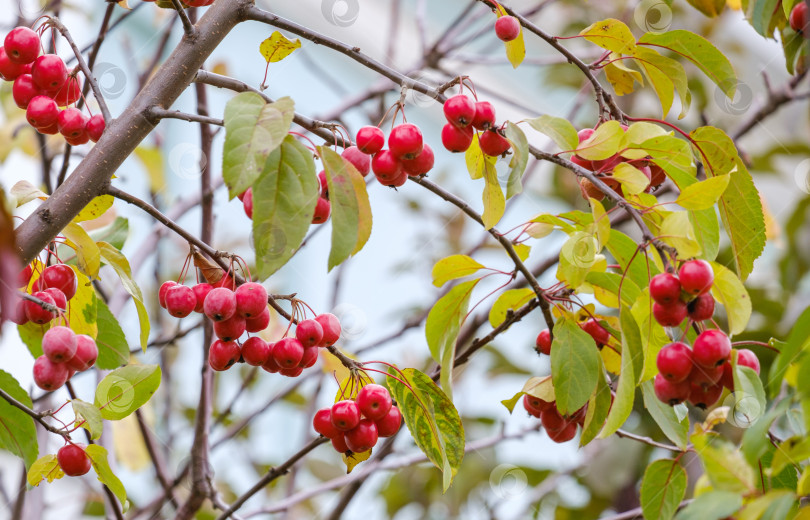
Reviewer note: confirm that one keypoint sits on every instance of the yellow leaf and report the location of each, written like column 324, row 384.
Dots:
column 277, row 47
column 95, row 209
column 87, row 253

——

**Work request**: Repeat the listing exactly, minus its pictures.

**Written solution**:
Reviewer note: confirm that one keypoint sits on every instance of the yellow leaf and report the location of each, written like column 324, row 384.
Dots:
column 277, row 47
column 95, row 209
column 87, row 253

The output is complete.